§ TRECHO
-*-*-
Em 2005, integrantes do Partido Comunista do Brasil (PCdoB) que participavam do governo municipal de Santos, apresentaram a proposta para criar uma lavanderia no Centro da cidade, cujo objetivo era que as moradoras tivessem um local para poderem lavar suas roupas.
A pertinência da realização do projeto proposto é evidente. Porém, a proposta de implantação de um equipamento para as moradoras lavarem as suas próprias roupas teria caráter paliativo, pois resolveria um problema específico e não aportaria inclusão socioeconômica, ou seja, mudança estrutural, considerando a criação de postos de trabalho e geração de renda.
Em 2006, após uma avaliação das necessidades e impactos desejados, o projeto mudou. A Secretaria de Desenvolvimento Social (SEDS) da prefeitura de Santos, em conjunto com a União Brasileira de Mulheres (UBM), reescreveram o projeto e a lavanderia deveria ser um empreendimento econômico solidário.
Houve a captação de R$ 50 mil em atendimento a um edital da Petrobras. Estabeleceu-se uma parceria entre a prefeitura Municipal de Santos, por meio da Secretaria de Desenvolvimento Social (SEDS), a União Brasileira de Mulheres (UBM) e a Petrobras – Programa Remar (Refinaria Presidente Bernardes).
A SEDS e a UBM disponibilizaram duas gestoras, uma de cada órgão, que eram responsáveis pela elaboração do projeto e acompanhamento das atividades e objetivavam o aprimoramento e crescimento profissional das mulheres que participariam da lavanderia.
Deveriam trabalhar para fortalecer a participação ativa das mesmas na gestão do projeto, proporcionando transparência e monitoramento das ações.
É importante ressaltar que a sua implantação se deu após amplo debate com moradoras locais e representantes de entidades, como Universidade Católica de Santos, Observatório da Mulher, Fórum da Cidadania de Santos, Prefeitura Municipal de Santos, União Brasileira de Mulheres, Sindicato dos Operários Portuários de Santos e Região e Sindicato dos Trabalhadores Administrativos em Capatazia, nos Terminais Privativos e Retroportuários e na Administração em Geral dos Serviços Portuários do Estado de São Paulo.
A inauguração da Lavanderia 8 de Março se deu em janeiro de 2009, após o término das licitações para aquisição dos equipamentos, bem como definição do local para instalá-la. Houve a consolidação da evolução de um equipamento, que seria de treinamento de mulheres, com o objetivo de higienizar roupas para um empreendimento econômico solidário.
Desde então, a Lavanderia 8 de Março passou a ser uma referência para os demais municípios da Baixada Santista e de outras regiões, por ser uma inovação como política pública de inserção socioeconômica e por sua forma de organização, que sempre desperta interesse em governantes, gestores de políticas públicas e integrantes de outros empreendimentos e de pessoas vinculadas ao movimento de economia solidária.
-*-*-
§ REQUISITOS DO EXERCÍCIO
- a) No trecho sobre a Lavanderia 8 de Março, em que mês e ano a lavanderia foi inaugurada?
- b) Por favor, dê continuidade ao texto sobre a Lavanderia 8 de Março, começando logo depois da última frase.

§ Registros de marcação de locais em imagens
-*-*-
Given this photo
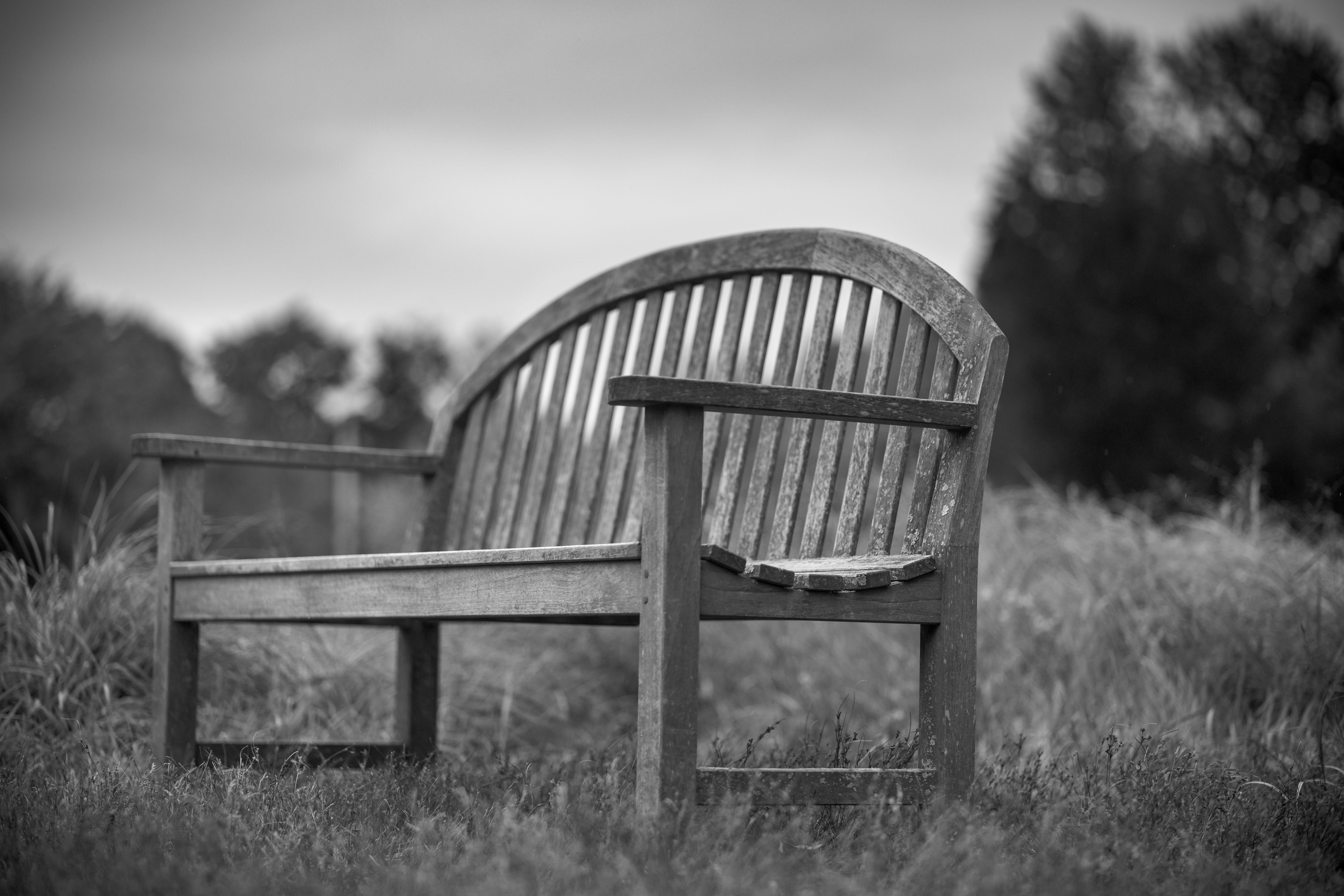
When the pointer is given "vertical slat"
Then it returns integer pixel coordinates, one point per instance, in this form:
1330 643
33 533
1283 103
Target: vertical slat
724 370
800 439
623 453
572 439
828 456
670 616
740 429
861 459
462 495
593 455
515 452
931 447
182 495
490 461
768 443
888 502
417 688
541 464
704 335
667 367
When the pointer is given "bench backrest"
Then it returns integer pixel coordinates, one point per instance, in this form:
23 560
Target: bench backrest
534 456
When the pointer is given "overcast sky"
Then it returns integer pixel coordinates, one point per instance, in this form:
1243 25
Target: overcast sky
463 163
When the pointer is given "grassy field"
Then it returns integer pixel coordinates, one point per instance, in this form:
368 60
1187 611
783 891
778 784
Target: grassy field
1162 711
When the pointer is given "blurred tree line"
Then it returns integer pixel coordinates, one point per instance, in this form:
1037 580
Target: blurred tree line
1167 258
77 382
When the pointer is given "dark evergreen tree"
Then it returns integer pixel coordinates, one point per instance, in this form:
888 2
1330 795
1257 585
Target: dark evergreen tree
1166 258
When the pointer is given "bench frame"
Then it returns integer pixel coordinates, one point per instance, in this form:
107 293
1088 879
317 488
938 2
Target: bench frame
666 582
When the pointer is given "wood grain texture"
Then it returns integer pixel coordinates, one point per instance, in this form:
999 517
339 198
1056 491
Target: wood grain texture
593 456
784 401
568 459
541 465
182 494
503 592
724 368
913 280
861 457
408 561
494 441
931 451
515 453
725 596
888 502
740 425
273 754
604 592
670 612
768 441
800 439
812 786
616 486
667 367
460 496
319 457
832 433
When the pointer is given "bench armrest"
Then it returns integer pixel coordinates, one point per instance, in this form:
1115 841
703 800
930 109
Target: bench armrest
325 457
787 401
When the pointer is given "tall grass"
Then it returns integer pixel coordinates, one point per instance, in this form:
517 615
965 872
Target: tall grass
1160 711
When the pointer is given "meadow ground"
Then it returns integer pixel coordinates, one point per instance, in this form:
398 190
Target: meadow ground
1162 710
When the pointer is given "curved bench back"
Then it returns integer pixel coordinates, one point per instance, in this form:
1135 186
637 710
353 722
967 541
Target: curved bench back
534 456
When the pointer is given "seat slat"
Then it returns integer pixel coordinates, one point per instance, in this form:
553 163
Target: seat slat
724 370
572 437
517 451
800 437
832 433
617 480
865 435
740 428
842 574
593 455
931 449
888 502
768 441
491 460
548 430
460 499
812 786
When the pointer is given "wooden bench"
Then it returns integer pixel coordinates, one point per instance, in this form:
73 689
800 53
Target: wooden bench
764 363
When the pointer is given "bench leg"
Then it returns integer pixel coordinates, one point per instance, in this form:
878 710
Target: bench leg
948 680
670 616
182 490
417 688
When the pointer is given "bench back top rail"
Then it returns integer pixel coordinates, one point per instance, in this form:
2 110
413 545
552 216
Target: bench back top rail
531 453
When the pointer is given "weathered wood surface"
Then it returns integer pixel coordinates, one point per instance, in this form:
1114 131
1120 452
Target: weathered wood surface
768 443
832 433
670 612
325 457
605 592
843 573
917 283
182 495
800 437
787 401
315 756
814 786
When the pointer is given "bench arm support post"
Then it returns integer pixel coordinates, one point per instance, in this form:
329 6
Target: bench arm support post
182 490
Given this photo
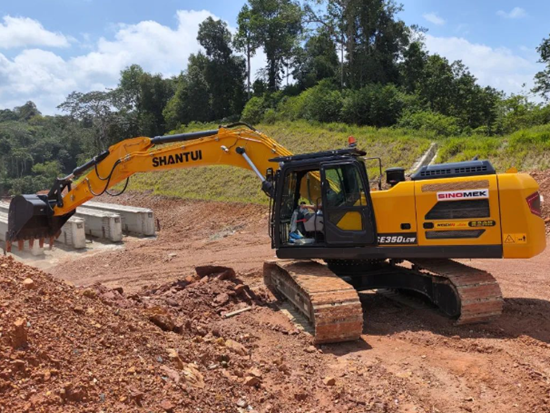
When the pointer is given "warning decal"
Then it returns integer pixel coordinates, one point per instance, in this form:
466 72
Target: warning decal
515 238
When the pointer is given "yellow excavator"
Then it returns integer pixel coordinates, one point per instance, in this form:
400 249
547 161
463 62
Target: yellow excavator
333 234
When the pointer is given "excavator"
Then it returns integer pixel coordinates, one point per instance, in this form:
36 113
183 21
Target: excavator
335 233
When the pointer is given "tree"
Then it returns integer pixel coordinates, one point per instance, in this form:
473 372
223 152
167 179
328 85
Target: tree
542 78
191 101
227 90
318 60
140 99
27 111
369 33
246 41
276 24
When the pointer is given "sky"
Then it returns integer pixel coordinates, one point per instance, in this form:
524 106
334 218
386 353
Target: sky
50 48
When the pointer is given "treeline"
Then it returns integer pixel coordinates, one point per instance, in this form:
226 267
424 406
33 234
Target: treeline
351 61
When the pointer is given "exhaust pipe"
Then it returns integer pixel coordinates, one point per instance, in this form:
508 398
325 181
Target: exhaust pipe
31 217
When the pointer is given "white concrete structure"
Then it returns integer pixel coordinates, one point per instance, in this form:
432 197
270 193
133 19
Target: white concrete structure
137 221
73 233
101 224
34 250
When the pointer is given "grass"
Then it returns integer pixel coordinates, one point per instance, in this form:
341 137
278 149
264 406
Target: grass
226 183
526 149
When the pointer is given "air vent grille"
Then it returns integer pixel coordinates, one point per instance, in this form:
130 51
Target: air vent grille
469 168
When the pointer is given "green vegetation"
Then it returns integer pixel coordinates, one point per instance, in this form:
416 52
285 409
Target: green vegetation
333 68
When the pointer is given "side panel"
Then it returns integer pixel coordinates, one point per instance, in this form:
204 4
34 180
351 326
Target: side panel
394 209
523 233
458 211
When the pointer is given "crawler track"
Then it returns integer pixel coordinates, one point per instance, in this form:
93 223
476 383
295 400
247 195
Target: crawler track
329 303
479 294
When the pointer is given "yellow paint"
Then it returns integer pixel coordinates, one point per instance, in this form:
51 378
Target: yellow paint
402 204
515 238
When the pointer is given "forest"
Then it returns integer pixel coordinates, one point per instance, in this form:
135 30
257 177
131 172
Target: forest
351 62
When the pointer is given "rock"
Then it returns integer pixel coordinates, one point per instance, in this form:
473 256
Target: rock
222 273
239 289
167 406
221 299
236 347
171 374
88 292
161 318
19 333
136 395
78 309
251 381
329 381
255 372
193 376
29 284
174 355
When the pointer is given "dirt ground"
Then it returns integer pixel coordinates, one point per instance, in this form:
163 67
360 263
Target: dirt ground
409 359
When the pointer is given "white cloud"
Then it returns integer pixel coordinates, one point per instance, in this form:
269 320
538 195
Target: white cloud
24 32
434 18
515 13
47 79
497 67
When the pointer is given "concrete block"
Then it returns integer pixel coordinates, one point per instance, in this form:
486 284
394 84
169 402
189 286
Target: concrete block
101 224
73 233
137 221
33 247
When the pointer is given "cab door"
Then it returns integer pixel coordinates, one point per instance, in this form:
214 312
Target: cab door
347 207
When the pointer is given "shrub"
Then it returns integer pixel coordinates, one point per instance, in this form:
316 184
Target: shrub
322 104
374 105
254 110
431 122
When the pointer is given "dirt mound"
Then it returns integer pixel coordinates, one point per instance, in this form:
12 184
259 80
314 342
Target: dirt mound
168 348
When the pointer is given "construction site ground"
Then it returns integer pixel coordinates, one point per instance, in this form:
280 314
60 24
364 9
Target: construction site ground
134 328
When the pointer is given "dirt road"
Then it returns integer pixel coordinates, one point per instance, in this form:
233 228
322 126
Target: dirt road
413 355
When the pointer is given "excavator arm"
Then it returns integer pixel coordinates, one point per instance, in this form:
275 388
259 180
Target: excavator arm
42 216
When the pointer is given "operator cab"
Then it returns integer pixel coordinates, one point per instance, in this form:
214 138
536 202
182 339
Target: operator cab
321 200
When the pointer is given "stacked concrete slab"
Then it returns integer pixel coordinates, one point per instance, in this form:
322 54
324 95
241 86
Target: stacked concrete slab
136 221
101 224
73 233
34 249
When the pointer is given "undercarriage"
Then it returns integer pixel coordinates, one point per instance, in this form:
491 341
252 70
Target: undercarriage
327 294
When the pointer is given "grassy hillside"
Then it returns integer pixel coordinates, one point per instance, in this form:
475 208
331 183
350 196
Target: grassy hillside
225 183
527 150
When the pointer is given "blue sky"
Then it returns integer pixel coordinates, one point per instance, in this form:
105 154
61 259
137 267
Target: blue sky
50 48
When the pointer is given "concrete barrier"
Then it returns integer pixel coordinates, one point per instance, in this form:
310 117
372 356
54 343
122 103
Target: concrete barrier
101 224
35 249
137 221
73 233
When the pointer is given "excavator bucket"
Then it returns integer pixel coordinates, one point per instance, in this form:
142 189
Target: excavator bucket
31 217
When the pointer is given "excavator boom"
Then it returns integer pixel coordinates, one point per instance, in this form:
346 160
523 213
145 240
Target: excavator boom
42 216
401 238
-*-*-
§ RESULTADOS POR TAREFA
- a) Em janeiro de 2009.

- b)
Como exemplo pode-se citar a Lavanderia Lav Paty Solidária de Guarujá, que foi organizada com apoio integral, técnico e organizacional, das integrantes da Lavanderia 8 de Março. As suas integrantes fazem reservas para a compra de insumos, reparos nas máquinas, abono de Natal – nos empreendimentos de economia solidária não há salário, por isso não se utiliza o termo décimo terceiro – e emergencial. Este último as mantém neste momento difícil de afastamento social em que a demanda de serviços caiu de forma acentuada em todas as áreas.
A Lavanderia 8 de Março é um empreendimento que mobiliza recursos monetários, de origem não mercantil, caracterizados pelo apoio da prefeitura com o pagamento do aluguel do local, água e energia elétrica; recursos mercantis que estão relacionados com os valores cobrados pelos serviços de higienização de roupas dos clientes e aqueles não monetários e não mercantis, que são os esforços de voluntários para apoio à gestão do empreendimento.
Como exemplo pode-se citar o plano de negócios da lavanderia, que foi elaborado por um voluntário, e as várias atividades de formação técnica e organizacional as quais participaram as integrantes da lavanderia, que tem o mesmo caráter.
Além disso, vereadores do PT e do PSDB, como Telma de Souza e Cacá Teixeira, respectivamente, já destinaram verbas parlamentares para a compra de insumos e maquinários. Trata-se, também, de recursos monetários de origem não mercantil.
A economia solidária exige a combinação de recursos de diferentes origens para a sua viabilização. A sua assimilação como política pública é de fundamental importância para estruturar os empreendimentos econômicos solidários e promover resultados satisfatórios, como ofertar produtos e serviços de boa qualidade, gerar postos de trabalho e renda.
O voluntariado também exerce um importante papel no apoio, pois comumente é integrado por aqueles que apoiam o trabalho associado, ou seja, sem patrão.
A Lavanderia 8 de Março é um exemplo de como a prefeitura municipal de Santos pode atuar para gerar postos de trabalho e renda, principalmente em uma região empobrecida como o Centro da cidade.
Durante a campanha eleitoral de 2020, muito se falou da decadência socioeconômica daquela região e algumas ideias mirabolantes foram apresentadas. No entanto, um exemplo concreto existe e pode ser fortalecido e reproduzido, contemplando outras atividades por toda a cidade para a geração de postos de trabalho e renda.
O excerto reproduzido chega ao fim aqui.